Autre Black Panther par procuration, le Britannique Daniel Kaluuya a reçu le prix du meilleur second rôle pour son interprétation de Fred Hampton, jeune leader du mouvement révolutionnaire noir tué en décembre 1969 lors d’un raid de police.
Le film montre les efforts de ce leader des Black Panthers pour mobiliser contre les violences policières qui visaient la communauté noire dans les années 1960, un thème qui reste toujours d’actualité après les grandes manifestations qui ont secoué les États-Unis l’an dernier.
«J’espère que dans plusieurs générations on pourra voir comment il a brillamment combattu et brillamment parlé», a déclaré l’acteur à propos de Fred Hampton, assurant que le militant Black Panther lui avait beaucoup appris sur lui-même et l’avait «fait grandir en tant qu’homme».
La soirée des Golden Globes a fait la part belle à la diversité, un paradoxe alors que l’Association de la presse étrangère d’Hollywood (HFPA), qui décerne les récompenses, a été vivement critiquée cette semaine parce qu’elle ne compte aucun journaliste noir parmi ses 87 membres actifs.
Plusieurs participants à la soirée de dimanche, y compris les deux maîtresses de cérémonie, les ont plus ou moins gentiment épinglés sur le sujet.
«Nous reconnaissons que nous devons y travailler. Comme pour les films et la télévision, la représentation des personnes noires est cruciale», sont venus déclarer sur scène les responsables de la HFPA.
«Mank» à l’appel
En tête avec six nominations, le film en noir et blanc de Netflix Mank, avec Gary Oldman, est reparti bredouille.
Les Golden Globes font partie des prix les plus convoités du cinéma américain et peuvent venir conforter les favoris dans la course aux Oscars ou à l’inverse doucher leurs espoirs.
Contrairement aux Oscars, ils font la distinction entre les comédies et les films dramatiques.

→ Données fournies:

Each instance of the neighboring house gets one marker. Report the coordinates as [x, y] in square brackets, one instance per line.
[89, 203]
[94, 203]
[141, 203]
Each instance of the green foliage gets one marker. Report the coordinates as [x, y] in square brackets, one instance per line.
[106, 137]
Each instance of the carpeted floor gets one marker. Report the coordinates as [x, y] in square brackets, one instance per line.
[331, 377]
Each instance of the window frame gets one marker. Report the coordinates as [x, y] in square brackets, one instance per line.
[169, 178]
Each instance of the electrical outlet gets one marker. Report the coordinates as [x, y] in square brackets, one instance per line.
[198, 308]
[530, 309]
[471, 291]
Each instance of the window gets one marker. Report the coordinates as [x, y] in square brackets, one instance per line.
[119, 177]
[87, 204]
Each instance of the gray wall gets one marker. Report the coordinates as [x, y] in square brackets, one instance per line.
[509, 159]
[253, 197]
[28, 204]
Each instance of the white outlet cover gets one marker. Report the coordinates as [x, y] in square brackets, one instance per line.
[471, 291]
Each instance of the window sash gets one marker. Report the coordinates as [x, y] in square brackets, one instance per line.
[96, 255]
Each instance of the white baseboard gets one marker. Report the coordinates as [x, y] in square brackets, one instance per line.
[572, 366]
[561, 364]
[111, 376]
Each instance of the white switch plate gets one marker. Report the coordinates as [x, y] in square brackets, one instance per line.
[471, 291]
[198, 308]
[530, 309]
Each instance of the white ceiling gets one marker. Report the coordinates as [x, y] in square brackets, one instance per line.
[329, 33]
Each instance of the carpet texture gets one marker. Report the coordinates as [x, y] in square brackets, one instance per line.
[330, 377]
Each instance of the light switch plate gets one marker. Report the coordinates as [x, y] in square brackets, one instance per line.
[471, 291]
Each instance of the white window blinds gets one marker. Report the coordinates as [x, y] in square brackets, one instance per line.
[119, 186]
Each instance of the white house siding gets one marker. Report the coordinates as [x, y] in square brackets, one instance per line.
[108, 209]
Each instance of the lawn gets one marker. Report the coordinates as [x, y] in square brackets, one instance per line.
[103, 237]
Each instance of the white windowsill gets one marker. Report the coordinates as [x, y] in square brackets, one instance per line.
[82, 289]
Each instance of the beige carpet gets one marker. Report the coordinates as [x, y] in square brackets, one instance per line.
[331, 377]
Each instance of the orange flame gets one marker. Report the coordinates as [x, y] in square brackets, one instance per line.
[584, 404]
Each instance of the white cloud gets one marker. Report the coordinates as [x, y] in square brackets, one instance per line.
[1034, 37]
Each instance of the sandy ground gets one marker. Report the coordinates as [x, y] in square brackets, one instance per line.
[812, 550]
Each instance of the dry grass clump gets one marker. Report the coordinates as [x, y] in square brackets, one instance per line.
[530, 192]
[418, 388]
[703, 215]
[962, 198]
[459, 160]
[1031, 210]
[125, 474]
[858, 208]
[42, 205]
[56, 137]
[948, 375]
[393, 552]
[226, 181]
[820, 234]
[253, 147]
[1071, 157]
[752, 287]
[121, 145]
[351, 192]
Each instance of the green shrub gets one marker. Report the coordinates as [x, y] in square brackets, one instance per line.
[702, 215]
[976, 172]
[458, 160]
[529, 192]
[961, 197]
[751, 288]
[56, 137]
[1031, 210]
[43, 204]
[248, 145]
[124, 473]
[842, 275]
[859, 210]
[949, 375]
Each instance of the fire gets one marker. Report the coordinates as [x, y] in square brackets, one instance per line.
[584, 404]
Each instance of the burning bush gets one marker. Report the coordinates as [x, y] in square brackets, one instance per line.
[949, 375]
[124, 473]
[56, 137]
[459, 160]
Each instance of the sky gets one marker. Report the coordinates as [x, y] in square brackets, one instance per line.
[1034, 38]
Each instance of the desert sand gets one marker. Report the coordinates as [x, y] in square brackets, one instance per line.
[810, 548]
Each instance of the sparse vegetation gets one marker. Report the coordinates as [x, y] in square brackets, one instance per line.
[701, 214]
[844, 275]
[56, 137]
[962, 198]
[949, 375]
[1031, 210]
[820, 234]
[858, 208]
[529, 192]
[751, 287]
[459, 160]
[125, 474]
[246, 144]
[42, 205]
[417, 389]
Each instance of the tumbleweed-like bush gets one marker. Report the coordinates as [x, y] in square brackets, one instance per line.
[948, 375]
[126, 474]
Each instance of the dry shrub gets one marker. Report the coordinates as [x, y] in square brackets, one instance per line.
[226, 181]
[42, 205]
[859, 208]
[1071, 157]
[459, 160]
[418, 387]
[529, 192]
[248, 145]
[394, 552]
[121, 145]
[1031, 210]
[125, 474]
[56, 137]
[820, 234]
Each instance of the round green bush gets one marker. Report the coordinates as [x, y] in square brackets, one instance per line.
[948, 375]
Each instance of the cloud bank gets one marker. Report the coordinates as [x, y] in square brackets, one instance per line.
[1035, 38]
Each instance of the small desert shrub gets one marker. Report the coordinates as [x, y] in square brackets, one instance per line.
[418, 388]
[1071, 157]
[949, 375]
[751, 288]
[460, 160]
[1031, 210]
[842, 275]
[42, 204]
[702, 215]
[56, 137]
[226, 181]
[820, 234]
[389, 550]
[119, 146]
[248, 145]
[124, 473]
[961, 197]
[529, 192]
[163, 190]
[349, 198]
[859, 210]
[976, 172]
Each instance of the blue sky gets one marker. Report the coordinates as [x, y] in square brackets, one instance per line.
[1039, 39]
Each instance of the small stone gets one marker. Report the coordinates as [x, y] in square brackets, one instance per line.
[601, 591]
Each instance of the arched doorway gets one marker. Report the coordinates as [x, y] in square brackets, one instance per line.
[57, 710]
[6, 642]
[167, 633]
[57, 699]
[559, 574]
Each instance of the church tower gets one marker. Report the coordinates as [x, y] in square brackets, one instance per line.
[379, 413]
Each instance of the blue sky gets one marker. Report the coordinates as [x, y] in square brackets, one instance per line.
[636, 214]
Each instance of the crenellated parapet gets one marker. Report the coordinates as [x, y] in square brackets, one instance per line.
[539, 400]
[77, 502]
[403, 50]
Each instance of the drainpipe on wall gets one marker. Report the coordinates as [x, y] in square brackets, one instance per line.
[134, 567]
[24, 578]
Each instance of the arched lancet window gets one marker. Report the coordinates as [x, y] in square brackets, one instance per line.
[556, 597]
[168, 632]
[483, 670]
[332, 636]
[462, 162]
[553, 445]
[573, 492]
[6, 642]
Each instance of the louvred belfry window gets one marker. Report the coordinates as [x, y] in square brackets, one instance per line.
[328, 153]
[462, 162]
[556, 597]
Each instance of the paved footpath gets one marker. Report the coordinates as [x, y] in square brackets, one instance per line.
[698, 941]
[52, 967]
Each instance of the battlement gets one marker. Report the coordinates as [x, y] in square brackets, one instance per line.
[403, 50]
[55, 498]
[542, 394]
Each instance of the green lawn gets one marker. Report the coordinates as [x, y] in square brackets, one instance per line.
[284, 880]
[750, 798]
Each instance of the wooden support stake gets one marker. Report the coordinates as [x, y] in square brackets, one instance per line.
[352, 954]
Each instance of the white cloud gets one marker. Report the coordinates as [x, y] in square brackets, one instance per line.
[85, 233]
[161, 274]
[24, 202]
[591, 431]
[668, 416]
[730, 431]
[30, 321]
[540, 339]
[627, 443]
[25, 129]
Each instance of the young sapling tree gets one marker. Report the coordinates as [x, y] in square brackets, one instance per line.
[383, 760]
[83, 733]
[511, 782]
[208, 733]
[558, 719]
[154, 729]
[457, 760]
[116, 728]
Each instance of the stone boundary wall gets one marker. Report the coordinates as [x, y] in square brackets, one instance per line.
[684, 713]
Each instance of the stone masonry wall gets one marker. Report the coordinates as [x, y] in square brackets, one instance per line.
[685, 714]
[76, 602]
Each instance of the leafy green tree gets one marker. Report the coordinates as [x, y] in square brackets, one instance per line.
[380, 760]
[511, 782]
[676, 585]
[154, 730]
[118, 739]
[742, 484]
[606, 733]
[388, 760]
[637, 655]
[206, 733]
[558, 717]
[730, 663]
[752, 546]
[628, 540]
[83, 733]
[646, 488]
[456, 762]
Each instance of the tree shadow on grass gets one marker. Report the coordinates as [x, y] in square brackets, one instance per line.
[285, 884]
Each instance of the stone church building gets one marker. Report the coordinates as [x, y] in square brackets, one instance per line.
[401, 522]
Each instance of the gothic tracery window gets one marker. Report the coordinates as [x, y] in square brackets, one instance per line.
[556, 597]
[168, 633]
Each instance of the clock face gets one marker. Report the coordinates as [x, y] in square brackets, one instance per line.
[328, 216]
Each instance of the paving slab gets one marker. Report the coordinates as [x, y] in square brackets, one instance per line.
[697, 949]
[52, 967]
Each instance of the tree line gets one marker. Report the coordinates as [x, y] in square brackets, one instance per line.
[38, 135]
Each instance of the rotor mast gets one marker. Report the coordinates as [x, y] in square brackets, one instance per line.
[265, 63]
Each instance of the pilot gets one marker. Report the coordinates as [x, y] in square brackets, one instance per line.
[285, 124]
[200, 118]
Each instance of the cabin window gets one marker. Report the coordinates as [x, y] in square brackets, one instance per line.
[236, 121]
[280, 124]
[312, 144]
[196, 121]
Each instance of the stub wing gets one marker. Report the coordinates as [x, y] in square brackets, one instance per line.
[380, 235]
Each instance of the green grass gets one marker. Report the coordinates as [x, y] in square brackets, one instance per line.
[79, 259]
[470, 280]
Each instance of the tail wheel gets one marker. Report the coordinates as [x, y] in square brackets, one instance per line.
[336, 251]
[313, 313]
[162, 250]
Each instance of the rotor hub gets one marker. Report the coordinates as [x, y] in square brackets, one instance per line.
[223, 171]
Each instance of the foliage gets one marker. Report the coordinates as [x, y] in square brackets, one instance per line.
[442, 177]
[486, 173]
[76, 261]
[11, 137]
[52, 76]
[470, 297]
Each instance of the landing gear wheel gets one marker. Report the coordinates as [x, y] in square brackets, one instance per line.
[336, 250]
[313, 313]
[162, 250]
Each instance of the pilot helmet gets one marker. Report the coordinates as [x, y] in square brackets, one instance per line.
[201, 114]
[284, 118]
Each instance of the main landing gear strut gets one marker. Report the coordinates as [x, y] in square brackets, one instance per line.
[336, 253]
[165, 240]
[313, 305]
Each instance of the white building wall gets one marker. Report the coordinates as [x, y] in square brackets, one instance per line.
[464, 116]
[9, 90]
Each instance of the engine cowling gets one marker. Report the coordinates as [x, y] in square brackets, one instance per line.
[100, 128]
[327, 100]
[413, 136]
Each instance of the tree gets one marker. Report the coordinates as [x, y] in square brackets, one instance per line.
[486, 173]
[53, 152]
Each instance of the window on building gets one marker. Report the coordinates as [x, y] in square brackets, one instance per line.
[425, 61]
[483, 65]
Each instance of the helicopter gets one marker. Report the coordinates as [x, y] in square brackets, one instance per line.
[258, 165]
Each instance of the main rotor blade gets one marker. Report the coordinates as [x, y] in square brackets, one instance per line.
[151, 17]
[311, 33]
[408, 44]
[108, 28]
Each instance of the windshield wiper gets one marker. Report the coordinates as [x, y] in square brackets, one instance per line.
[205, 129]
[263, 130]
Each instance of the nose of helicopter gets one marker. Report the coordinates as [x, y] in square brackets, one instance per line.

→ Travail demandé:
1. Dans l'extrait sur les Golden Globes, relevez le passage qui va de «La soirée des» jusqu'à «sur le sujet.» inclus.
2. D'après l'extrait sur les Golden Globes, combien de membres actifs compte l'Association de la presse étrangère d'Hollywood ?

→ Réponses:
1.
La soirée des Golden Globes a fait la part belle à la diversité, un paradoxe alors que l’Association de la presse étrangère d’Hollywood (HFPA), qui décerne les récompenses, a été vivement critiquée cette semaine parce qu’elle ne compte aucun journaliste noir parmi ses 87 membres actifs.
Plusieurs participants à la soirée de dimanche, y compris les deux maîtresses de cérémonie, les ont plus ou moins gentiment épinglés sur le sujet.

2. Elle compte 87 membres actifs.